— BEGIN —

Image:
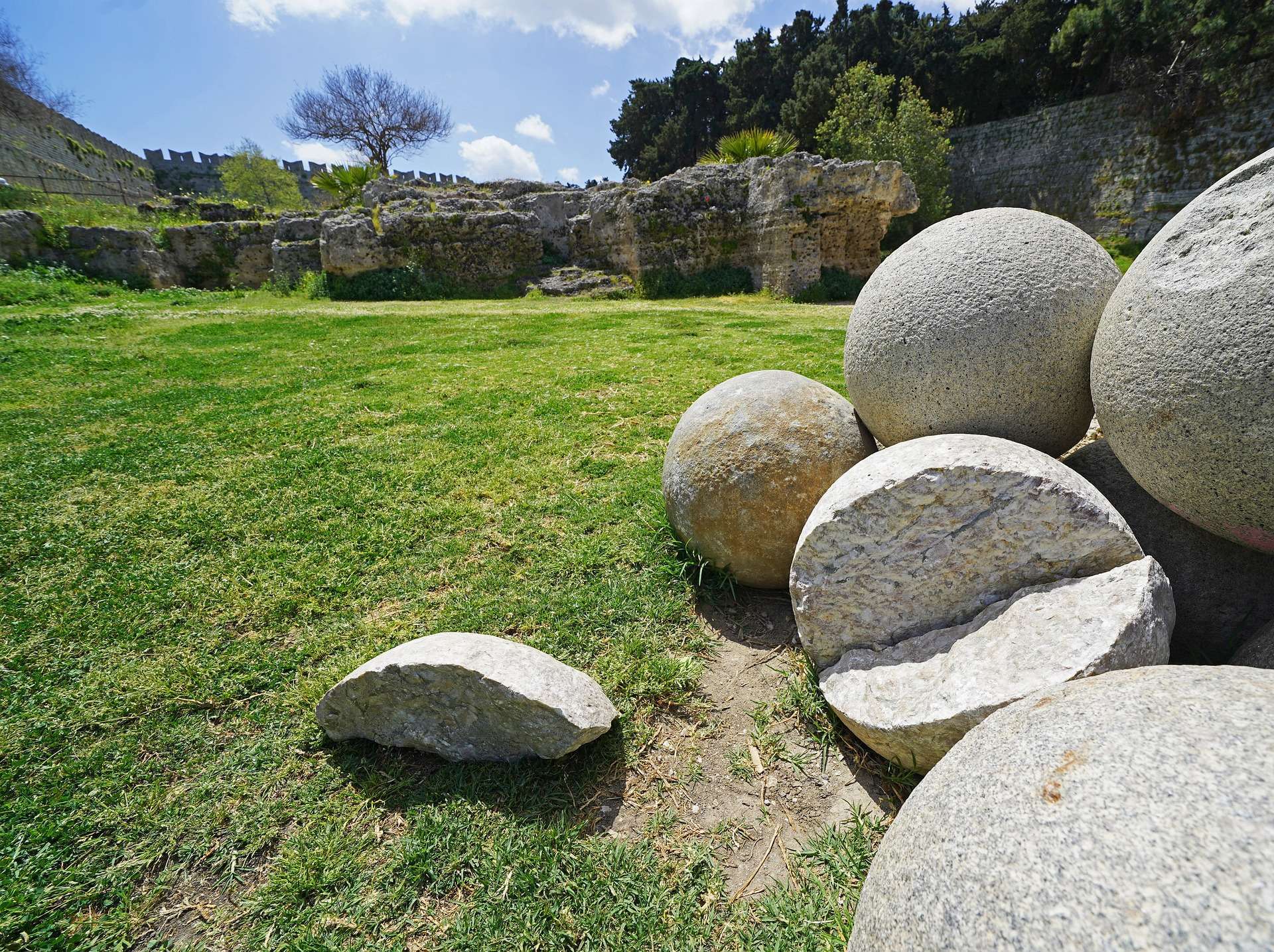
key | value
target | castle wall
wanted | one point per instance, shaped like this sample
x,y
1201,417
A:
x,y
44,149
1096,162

— END —
— BEGIN —

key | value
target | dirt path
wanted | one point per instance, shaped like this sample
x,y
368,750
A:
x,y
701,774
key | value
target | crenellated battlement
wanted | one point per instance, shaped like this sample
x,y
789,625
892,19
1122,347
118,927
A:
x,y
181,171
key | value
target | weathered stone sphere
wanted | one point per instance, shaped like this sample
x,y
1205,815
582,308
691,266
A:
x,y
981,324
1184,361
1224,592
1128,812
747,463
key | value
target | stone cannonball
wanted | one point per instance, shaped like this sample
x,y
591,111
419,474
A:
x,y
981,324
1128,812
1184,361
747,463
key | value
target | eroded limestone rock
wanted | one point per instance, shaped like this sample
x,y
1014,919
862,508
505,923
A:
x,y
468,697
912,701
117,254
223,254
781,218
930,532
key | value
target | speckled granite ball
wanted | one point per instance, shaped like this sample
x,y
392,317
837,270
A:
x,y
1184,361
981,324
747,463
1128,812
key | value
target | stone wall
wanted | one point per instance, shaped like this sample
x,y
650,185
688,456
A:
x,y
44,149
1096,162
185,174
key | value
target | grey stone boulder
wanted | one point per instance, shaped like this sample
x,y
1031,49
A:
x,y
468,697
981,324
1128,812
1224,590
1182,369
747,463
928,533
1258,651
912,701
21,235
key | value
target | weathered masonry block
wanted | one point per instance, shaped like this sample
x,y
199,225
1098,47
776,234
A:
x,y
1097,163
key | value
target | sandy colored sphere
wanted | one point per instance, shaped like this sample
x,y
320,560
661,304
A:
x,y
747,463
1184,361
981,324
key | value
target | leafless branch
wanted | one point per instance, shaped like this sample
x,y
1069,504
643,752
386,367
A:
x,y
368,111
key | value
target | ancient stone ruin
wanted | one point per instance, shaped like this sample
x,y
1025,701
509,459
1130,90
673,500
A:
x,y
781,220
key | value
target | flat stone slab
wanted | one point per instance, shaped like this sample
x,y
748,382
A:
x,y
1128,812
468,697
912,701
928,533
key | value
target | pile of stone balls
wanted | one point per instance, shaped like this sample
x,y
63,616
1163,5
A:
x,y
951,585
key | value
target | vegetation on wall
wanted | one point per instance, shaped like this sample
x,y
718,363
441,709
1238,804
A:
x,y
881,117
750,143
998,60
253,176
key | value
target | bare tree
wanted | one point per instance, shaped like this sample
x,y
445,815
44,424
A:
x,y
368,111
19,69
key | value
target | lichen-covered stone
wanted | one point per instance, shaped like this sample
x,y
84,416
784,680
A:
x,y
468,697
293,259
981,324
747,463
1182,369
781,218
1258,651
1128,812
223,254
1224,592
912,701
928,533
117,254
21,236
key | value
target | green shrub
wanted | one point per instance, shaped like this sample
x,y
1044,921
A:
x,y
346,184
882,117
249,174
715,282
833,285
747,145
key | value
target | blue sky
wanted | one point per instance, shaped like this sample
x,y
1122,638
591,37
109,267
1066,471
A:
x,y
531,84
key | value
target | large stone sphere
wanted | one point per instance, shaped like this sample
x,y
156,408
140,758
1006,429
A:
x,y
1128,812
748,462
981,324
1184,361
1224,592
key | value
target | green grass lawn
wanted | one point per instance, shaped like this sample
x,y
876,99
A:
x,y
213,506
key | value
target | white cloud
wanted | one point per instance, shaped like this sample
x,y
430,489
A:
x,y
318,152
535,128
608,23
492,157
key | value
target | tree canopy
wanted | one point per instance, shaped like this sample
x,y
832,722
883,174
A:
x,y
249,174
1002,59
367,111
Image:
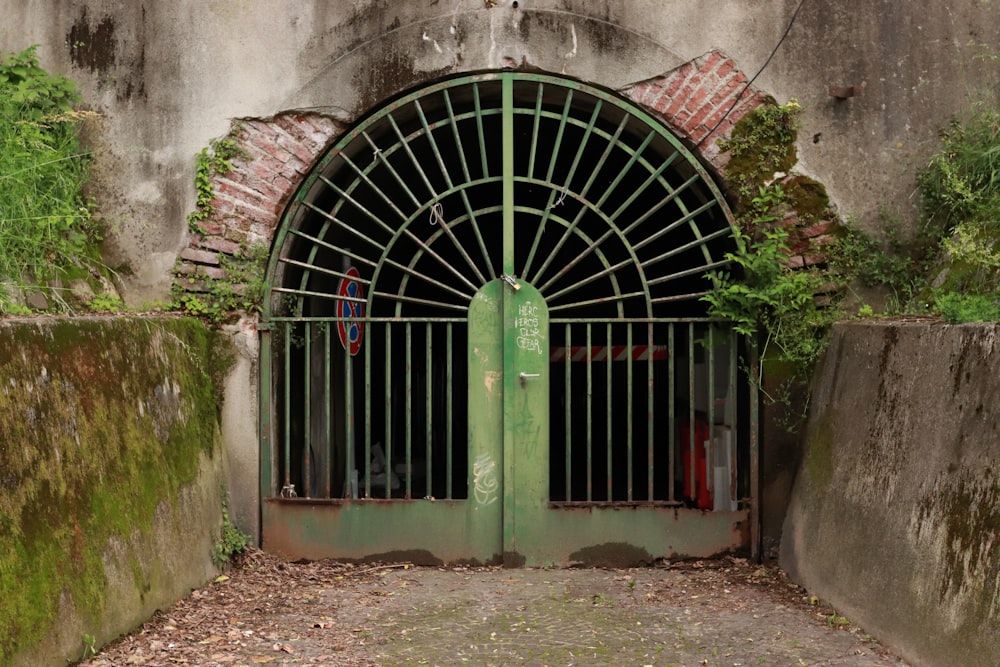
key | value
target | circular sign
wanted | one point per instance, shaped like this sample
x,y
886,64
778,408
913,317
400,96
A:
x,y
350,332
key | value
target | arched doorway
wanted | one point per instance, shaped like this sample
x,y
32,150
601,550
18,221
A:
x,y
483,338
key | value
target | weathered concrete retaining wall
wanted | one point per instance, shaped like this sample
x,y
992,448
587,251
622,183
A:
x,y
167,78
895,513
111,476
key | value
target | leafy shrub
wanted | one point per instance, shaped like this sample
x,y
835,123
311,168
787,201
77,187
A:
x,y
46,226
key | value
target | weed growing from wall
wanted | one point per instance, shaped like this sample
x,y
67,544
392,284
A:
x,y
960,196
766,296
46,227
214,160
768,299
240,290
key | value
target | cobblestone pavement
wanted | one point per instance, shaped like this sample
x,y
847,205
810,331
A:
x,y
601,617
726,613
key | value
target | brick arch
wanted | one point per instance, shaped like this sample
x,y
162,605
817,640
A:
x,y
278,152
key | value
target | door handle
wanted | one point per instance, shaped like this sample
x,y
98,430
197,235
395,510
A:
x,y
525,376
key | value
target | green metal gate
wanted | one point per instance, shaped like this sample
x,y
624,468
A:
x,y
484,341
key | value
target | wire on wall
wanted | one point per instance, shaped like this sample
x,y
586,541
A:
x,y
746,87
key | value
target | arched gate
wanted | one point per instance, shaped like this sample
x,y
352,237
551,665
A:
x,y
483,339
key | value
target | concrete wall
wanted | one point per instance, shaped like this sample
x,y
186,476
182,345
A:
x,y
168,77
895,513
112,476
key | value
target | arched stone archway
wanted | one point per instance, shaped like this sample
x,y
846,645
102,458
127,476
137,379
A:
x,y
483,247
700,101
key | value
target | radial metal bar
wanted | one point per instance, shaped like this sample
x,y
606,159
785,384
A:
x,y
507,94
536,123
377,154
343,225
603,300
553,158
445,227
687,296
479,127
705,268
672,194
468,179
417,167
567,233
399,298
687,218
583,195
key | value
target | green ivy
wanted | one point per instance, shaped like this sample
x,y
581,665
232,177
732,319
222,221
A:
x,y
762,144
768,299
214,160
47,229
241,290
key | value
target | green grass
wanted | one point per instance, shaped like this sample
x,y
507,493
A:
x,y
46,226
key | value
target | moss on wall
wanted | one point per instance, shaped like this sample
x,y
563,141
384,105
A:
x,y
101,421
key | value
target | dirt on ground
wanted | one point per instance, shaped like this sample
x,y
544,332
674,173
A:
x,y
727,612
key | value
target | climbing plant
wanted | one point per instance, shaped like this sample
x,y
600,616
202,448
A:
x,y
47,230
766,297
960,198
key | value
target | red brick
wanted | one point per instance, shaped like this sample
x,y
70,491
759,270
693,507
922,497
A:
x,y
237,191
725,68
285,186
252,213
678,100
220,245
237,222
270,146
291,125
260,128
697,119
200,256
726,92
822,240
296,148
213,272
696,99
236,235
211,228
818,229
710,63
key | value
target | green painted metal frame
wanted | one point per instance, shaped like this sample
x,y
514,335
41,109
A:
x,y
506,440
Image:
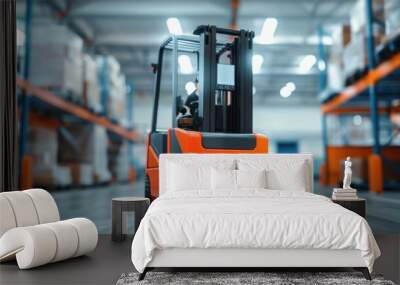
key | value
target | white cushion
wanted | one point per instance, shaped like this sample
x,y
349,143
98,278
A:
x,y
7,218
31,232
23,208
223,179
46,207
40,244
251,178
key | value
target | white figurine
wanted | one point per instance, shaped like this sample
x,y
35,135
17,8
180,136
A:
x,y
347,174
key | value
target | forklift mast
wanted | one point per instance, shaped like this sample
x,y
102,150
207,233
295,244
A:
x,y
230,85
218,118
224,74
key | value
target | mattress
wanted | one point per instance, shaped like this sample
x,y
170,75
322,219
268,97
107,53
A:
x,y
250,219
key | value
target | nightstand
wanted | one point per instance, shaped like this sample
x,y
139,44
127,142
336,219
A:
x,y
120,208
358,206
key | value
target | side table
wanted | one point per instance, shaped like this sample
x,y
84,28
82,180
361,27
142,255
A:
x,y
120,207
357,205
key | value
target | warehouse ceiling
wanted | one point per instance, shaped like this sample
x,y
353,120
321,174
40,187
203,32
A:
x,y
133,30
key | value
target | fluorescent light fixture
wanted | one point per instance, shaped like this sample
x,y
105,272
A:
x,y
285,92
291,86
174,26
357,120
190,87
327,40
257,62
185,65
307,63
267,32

— END —
— BEGIN —

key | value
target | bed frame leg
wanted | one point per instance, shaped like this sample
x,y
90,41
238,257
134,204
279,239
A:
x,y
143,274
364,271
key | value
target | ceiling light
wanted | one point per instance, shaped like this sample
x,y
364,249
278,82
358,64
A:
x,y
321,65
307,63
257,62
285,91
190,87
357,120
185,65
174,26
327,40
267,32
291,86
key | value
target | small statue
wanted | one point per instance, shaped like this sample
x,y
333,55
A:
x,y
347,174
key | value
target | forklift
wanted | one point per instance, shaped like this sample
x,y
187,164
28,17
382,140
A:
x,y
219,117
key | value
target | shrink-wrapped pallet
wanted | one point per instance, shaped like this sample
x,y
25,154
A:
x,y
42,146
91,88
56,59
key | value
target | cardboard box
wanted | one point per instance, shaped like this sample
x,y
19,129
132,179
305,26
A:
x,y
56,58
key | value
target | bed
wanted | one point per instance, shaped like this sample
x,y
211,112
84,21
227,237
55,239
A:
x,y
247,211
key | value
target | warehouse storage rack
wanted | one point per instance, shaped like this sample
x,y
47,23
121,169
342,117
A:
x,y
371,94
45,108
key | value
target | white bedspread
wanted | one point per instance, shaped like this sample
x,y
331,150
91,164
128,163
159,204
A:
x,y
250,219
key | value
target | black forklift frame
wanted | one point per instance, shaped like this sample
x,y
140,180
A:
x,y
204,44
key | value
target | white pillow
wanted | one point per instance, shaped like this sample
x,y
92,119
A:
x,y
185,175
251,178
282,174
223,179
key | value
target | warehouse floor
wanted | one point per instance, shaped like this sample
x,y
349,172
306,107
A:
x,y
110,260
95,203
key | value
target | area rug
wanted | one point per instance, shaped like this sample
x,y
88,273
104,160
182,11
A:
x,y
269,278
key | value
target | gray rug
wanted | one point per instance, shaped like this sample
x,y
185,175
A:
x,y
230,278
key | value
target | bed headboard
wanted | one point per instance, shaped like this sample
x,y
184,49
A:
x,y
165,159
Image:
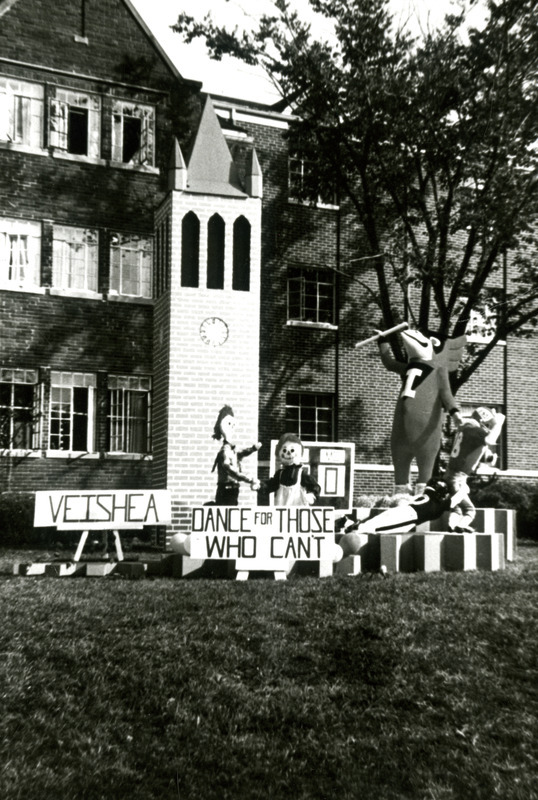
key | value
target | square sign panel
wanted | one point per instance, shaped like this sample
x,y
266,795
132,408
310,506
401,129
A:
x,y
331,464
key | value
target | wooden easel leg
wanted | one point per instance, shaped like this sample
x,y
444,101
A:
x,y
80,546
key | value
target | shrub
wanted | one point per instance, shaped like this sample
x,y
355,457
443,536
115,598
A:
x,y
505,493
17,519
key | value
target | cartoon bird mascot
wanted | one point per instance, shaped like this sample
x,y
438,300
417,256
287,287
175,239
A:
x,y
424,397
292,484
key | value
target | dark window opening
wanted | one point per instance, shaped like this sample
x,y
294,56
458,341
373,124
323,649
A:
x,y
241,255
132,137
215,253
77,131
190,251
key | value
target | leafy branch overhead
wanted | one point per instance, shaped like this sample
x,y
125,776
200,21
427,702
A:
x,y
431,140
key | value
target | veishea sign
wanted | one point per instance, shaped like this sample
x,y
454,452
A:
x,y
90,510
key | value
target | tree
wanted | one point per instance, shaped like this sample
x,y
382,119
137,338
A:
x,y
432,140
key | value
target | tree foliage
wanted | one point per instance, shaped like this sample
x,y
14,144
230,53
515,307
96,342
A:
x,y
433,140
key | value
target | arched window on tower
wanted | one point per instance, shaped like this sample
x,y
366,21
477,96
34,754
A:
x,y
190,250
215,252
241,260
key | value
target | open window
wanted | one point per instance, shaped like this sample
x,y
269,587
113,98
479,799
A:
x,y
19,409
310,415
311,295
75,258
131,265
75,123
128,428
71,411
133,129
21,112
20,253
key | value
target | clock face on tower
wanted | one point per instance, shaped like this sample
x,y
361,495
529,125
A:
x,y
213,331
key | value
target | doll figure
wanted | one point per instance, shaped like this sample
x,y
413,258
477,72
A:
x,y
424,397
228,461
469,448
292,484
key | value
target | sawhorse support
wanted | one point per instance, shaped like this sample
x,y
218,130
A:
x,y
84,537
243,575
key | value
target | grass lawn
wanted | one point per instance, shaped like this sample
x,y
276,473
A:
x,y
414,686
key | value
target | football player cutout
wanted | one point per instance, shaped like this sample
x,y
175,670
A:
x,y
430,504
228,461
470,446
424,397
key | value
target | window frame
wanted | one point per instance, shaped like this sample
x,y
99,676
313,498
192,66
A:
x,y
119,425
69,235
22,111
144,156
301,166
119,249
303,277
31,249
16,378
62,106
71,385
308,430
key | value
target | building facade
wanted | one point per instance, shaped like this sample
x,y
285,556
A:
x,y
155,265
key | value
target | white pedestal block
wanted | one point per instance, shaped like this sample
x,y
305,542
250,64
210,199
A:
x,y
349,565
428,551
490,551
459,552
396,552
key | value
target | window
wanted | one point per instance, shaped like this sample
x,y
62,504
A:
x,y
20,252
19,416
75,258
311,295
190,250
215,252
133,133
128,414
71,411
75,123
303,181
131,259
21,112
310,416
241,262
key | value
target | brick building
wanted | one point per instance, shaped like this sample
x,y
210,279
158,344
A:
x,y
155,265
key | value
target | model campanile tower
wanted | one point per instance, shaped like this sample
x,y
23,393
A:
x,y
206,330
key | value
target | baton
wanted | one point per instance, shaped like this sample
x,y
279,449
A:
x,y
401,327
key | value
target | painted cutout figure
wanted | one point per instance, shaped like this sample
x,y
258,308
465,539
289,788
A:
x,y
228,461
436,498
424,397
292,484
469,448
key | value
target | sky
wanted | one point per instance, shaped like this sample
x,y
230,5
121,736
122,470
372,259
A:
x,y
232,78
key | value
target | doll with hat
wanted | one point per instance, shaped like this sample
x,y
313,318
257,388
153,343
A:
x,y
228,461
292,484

— END —

▸ **Given instruction**
Find every line above that contains the string "window" and copy each of those lines in full. Case matters.

▸ **Worked answer**
target | dark window opening
target | arched window on tower
target | open window
target | window frame
target | window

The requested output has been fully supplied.